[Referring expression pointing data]

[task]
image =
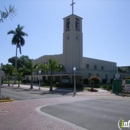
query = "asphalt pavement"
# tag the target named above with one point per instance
(92, 114)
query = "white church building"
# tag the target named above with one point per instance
(72, 56)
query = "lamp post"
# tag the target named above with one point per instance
(74, 69)
(39, 78)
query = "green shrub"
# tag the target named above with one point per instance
(85, 81)
(106, 87)
(104, 81)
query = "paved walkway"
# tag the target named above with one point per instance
(22, 115)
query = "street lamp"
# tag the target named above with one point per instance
(39, 78)
(74, 69)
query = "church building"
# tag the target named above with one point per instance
(72, 56)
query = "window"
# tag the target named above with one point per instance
(95, 67)
(67, 24)
(98, 75)
(87, 66)
(89, 75)
(102, 67)
(106, 76)
(77, 38)
(77, 24)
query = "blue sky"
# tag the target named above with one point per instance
(106, 28)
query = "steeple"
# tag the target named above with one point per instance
(72, 6)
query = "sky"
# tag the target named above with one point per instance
(106, 28)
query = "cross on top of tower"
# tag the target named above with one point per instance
(72, 6)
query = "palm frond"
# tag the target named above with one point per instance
(8, 13)
(11, 32)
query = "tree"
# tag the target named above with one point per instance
(8, 13)
(18, 39)
(54, 66)
(31, 68)
(20, 72)
(8, 70)
(21, 63)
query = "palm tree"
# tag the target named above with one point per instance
(31, 68)
(18, 39)
(8, 13)
(54, 66)
(8, 70)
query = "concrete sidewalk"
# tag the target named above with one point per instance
(62, 90)
(22, 115)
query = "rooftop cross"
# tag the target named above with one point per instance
(72, 6)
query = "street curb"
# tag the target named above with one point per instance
(38, 109)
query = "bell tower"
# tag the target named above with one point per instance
(72, 41)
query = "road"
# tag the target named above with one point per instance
(94, 114)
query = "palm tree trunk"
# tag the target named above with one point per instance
(51, 83)
(31, 87)
(8, 81)
(16, 58)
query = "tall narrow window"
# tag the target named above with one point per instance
(77, 24)
(87, 66)
(89, 75)
(102, 67)
(95, 67)
(67, 24)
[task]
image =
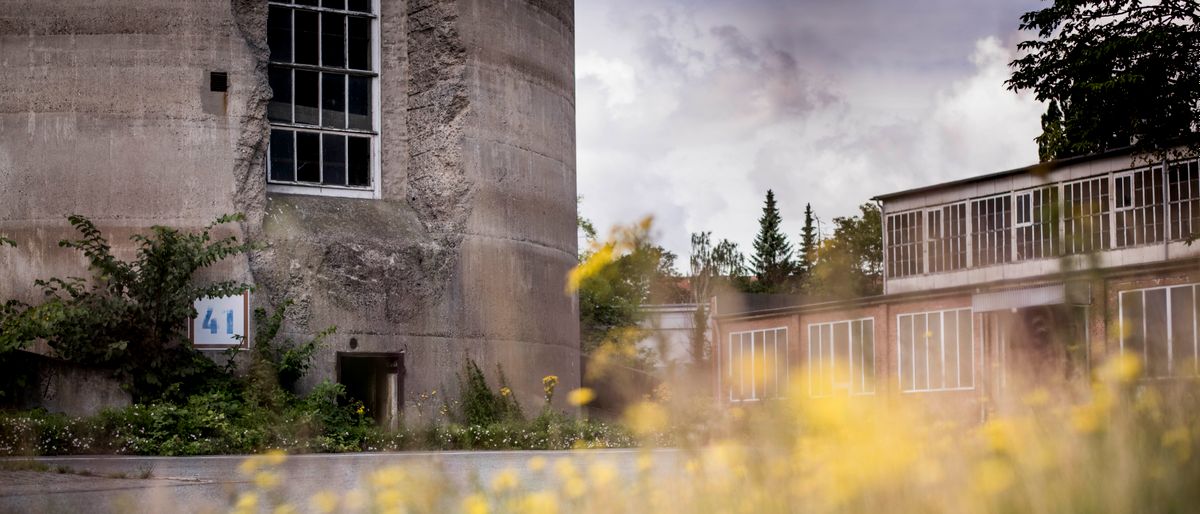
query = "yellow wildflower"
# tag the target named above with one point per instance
(994, 476)
(475, 504)
(581, 396)
(1123, 368)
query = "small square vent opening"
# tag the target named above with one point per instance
(219, 82)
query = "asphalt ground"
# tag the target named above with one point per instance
(204, 484)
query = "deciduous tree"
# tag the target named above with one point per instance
(1113, 73)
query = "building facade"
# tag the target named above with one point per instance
(407, 166)
(994, 285)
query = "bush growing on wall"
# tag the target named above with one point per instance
(132, 315)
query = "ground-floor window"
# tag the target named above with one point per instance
(757, 364)
(841, 358)
(935, 351)
(1159, 326)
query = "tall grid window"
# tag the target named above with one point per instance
(905, 237)
(1159, 326)
(1183, 196)
(935, 351)
(947, 238)
(1085, 217)
(323, 78)
(991, 234)
(757, 364)
(1138, 208)
(1037, 223)
(841, 358)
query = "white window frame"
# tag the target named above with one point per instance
(375, 190)
(1185, 201)
(1149, 208)
(781, 380)
(900, 370)
(865, 384)
(1067, 216)
(1169, 332)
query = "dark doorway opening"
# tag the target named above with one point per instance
(377, 380)
(1035, 347)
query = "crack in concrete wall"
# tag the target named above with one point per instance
(388, 258)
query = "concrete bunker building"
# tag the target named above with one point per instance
(994, 285)
(408, 163)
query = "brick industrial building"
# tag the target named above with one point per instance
(991, 284)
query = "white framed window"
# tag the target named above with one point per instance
(905, 238)
(1085, 215)
(324, 113)
(990, 223)
(1138, 207)
(947, 237)
(841, 358)
(935, 351)
(756, 364)
(1183, 197)
(1159, 324)
(1037, 223)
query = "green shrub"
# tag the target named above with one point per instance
(479, 404)
(132, 315)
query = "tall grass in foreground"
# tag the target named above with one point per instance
(1126, 446)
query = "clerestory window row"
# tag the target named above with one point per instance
(1115, 210)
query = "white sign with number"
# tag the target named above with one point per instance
(220, 322)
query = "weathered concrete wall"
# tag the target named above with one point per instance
(64, 387)
(106, 112)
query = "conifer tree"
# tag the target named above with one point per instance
(808, 255)
(772, 253)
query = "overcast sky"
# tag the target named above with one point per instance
(691, 109)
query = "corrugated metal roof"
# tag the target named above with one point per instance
(1042, 167)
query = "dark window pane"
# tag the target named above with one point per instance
(280, 109)
(282, 155)
(334, 160)
(307, 156)
(333, 100)
(333, 41)
(307, 96)
(966, 351)
(360, 42)
(279, 34)
(359, 161)
(905, 351)
(935, 351)
(1132, 324)
(1156, 334)
(1182, 332)
(306, 37)
(360, 102)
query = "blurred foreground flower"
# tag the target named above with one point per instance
(581, 396)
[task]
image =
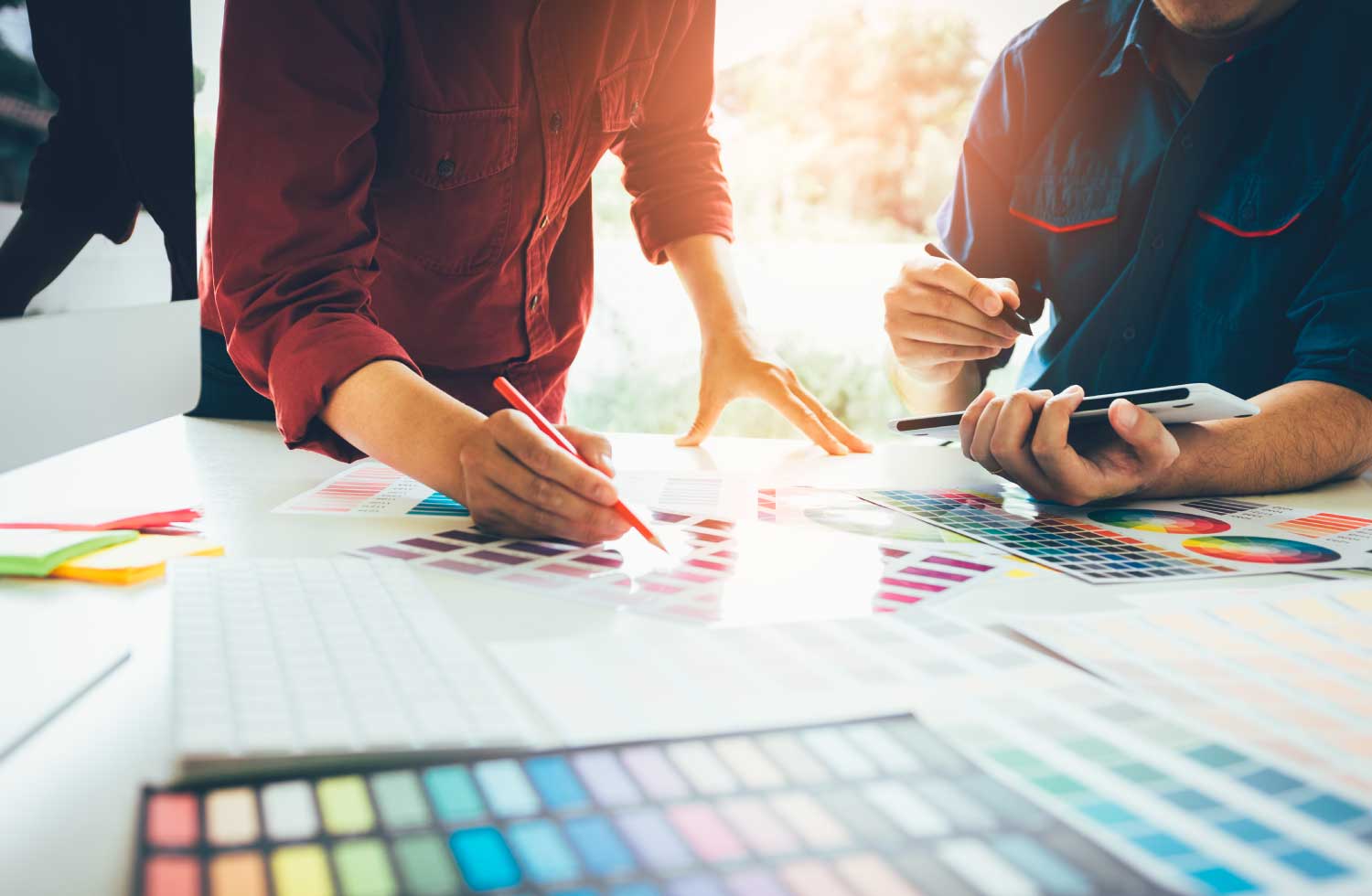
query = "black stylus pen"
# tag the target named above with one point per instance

REQUIRED WORK: Word for word, restate the records above and drop the pictures.

TASK OUTPUT:
[task]
image =
query = "asphalt pavement"
# tag the target named above with one point per instance
(92, 114)
query = "white church building"
# tag the target named above with one point per instance
(72, 56)
query = "lamp post"
# tag the target named above with one point per instance
(74, 69)
(39, 78)
query = "green shrub"
# tag the target named above with one point per instance
(85, 81)
(106, 87)
(104, 81)
query = "paved walkway"
# tag the target named above with one point per instance
(22, 115)
query = "street lamp"
# tag the target named above with one point per instance
(39, 78)
(74, 69)
query = "church building"
# tag the target named above with one point per instance
(72, 56)
query = "window"
# tag the target named above with one point per instance
(95, 67)
(67, 24)
(98, 75)
(87, 66)
(89, 75)
(102, 67)
(106, 76)
(77, 38)
(77, 24)
query = "blue sky"
# tag the target named above with one point per instance
(106, 28)
query = "steeple"
# tag the target named above with one point per instance
(72, 6)
query = "sky"
# tag the target named above with one point per instance
(106, 28)
query = "cross on top of tower"
# tag the target named above with one point per instance
(72, 6)
query = "palm frond"
# tag the target named above with one point per instance
(8, 13)
(11, 32)
query = "tree"
# tag the target named above with one point per instance
(8, 13)
(18, 39)
(54, 66)
(31, 68)
(20, 72)
(8, 70)
(21, 63)
query = "palm tree"
# tag the target named above with one point per instance
(31, 68)
(18, 39)
(8, 13)
(54, 66)
(8, 70)
query = "concrete sidewalk"
# tag the target named above with one point per instance
(62, 90)
(22, 115)
query = "rooftop cross"
# tag the target named above with one point per instance
(72, 6)
query = "street curb"
# tag the target named above with one point per instance
(38, 109)
query = "bell tower"
# tag the target named above with one point per instance
(72, 41)
query = "road"
# tag the target named above with one point per instance
(94, 114)
query = "palm tree trunk"
# tag the target named above with one point per instance
(51, 83)
(31, 87)
(8, 81)
(16, 58)
query = "tall narrow window"
# tag the target named above with one point per instance
(77, 24)
(87, 66)
(89, 75)
(102, 67)
(95, 67)
(67, 24)
[task]
image =
query = "yellow wildflower"
# tag the target named above with one point per instance
(994, 476)
(475, 504)
(581, 396)
(1123, 368)
query = "small square vent opening"
# tag the target named above with one point per instance
(219, 82)
query = "asphalt ground"
# tag the target named above with one point per instance
(204, 484)
query = "deciduous tree"
# tag the target named above with one point per instance
(1113, 73)
query = "building facade"
# tag the target named above with one point per instance
(407, 166)
(994, 285)
query = "bush growing on wall"
# tag the target named above with one point per instance
(132, 315)
query = "ground-floor window"
# tag the target named above with one point per instance
(757, 364)
(841, 358)
(935, 351)
(1159, 326)
query = "tall grid window"
# tag the target named above with one point per instance
(905, 237)
(1159, 326)
(1183, 196)
(935, 351)
(947, 238)
(1085, 217)
(323, 78)
(991, 234)
(757, 364)
(1138, 208)
(1037, 223)
(841, 358)
query = "white window frame"
# tag the target named above with one point per instance
(375, 190)
(1185, 201)
(1149, 208)
(781, 380)
(900, 370)
(865, 384)
(1067, 216)
(1169, 332)
query = "dark doorway opening"
# tag the target named above with one point per instance
(377, 380)
(1035, 347)
query = "crack in concrete wall"
# tag the target named above with one point per instance
(388, 258)
query = "concrete bunker building"
# tag the target named above with one point per instance
(994, 285)
(408, 163)
query = "brick industrial building"
# tag the target named above with one point per instance
(991, 284)
query = "white framed window"
# tag the target named above with one point per instance
(905, 238)
(1085, 215)
(324, 113)
(990, 223)
(1138, 207)
(947, 237)
(841, 358)
(935, 351)
(756, 364)
(1183, 197)
(1159, 324)
(1037, 223)
query = "green shrub"
# tag the target named above with one point per instance
(479, 404)
(132, 315)
query = "tall grass in foreground"
# tag the target named above with one point per instance
(1126, 446)
query = "clerestory window row"
# tag the target named above with one point per instance
(1115, 210)
query = "white sign with number"
# tag the target named above with one point per instance
(220, 322)
query = "weathered concrete wall"
# tag the target named above with one point per instance
(64, 387)
(106, 112)
query = "conifer tree"
# tag the target named above with one point per instance
(808, 255)
(772, 253)
query = "overcast sky"
# tag the target named above with one point per instance
(691, 109)
query = "corrugated metal roof"
# tag the target named above with one point per instance
(1042, 167)
query = "dark window pane"
# tag the target named above with one point per instance
(280, 109)
(282, 155)
(334, 160)
(307, 156)
(333, 100)
(333, 41)
(307, 96)
(966, 351)
(360, 42)
(279, 34)
(359, 161)
(905, 351)
(935, 351)
(1132, 324)
(1156, 334)
(1182, 332)
(306, 37)
(360, 102)
query = "blurred foreground flower"
# tag the target named above with one point per instance
(581, 396)
[task]
image =
query = "black stylus pen"
# tag the target named above with one point per instance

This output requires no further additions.